Passage given:
+++++
It's popped up in the Skyline chat section too. 

SVM are (understandably) proud of their creation and want to give it maximum exposure by reposting in several forum areas. 

Still an amazing build and idea.


----------



## 15delux (Nov 4, 2012)

It looked fantastic and the engineering was second to none but this seems to have a big floor in the idea? Even if it had no issues £275 is a massive price for it.

It really needs to stay as a concept type advert for the company


----------



## DonnyMac (Jun 21, 2012)

15delux said:


> this seems to have a big floor in the idea?


This is the funniest thing I've read in ages... It's the whole problem, if there was a floor everything would have been okay! :chuckle:


----------



## 15delux (Nov 4, 2012)

DonnyMac said:


> This is the funniest thing I've read in ages... It's the whole problem, if there was a floor everything would have been okay! :chuckle:


 .


----------



## Voyager (Jul 20, 2012)

> SVM are (understandably) proud of their creation and want to give it maximum exposure by reposting in several forum areas


having read the rules re cross posting and keeping builds strictly to the project section you can see why i was confused.


----------



## Mookistar (Feb 5, 2004)

As its such a special project I did give special dispensation to repost In The chat areas


----------



## jpl2407 (Mar 16, 2011)

Mookistar said:


> As its such a special project I did give special dispensation to repost In The chat areas


It is a pity there is no whiplash emoticon


----------



## robsm (Jul 22, 2008)

lol, state of some of the people here.


----------



## DonnyMac (Jun 21, 2012)

Yeah, has me floored as well :chuckle:


----------



## matt j (Oct 19, 2001)
+++++
Supplied data:
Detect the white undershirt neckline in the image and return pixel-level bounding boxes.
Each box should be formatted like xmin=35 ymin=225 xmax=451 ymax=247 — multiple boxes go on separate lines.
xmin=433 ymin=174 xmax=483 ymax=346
+++++
Written problem 1:
In the forum thread about the SVM build, what price does 15delux call massive?
Written problem 2:
Pick up the forum thread about the SVM build from its last line and carry it on.
The material after the forum thread has no part in this.

Response 1:
£275

Response 2:
And to think everyone gave Leepu a hard time when he did the same thing


----------



## erol_h (Jun 13, 2008)

matt j said:


> And to think everyone gave Leepu a hard time when he did the same thing


Now the work they do is a f**king joke.


----------



## SPEED MERCHANT (Jun 5, 2006)

Well despite the haters you have to hand to SVM that they created a fantastic piece of engineering and having sat in the car and given it a close inspection at AUTOSPORT you would think factory built!

And yes it does run very well too!


----------



## DonnyMac (Jun 21, 2012)

That's the thing, I don't think there are any haters, at all.

I think everyone believes this will sail through the IVA/SVA and get registered.

There's only seemingly one person that doesn't, and he built it.

Don't confuse complying with legal standards as a lack of respect.


----------



## matt j (Oct 19, 2001)

Haters? FFS, they deleted the posts, there was no hating, just genuine questions. 
Why are people haters for stating it's an impressive build but simply ask how it was made road legal in the manner they have. Surely it's a vey simple question which deserved a very simple answer. Cloak and dagger deleting posts suggests they have something to hide, so perhaps think on...


----------



## Voyager (Jul 20, 2012)

didnt see any haters in the thread, 
matt j put it fairly honestly.

fact is if you stand up and shout about how good you are, put down people who ask a simple question, then delete the threads that raised those questions then you just end up looking like a douche.

i think we all agree that svm did a fine job on this conversion, however we may have a valid reason to call them out over the comments made re sva approval, especially when svm insisted they knew better and the vehicle did not need to be sva'd.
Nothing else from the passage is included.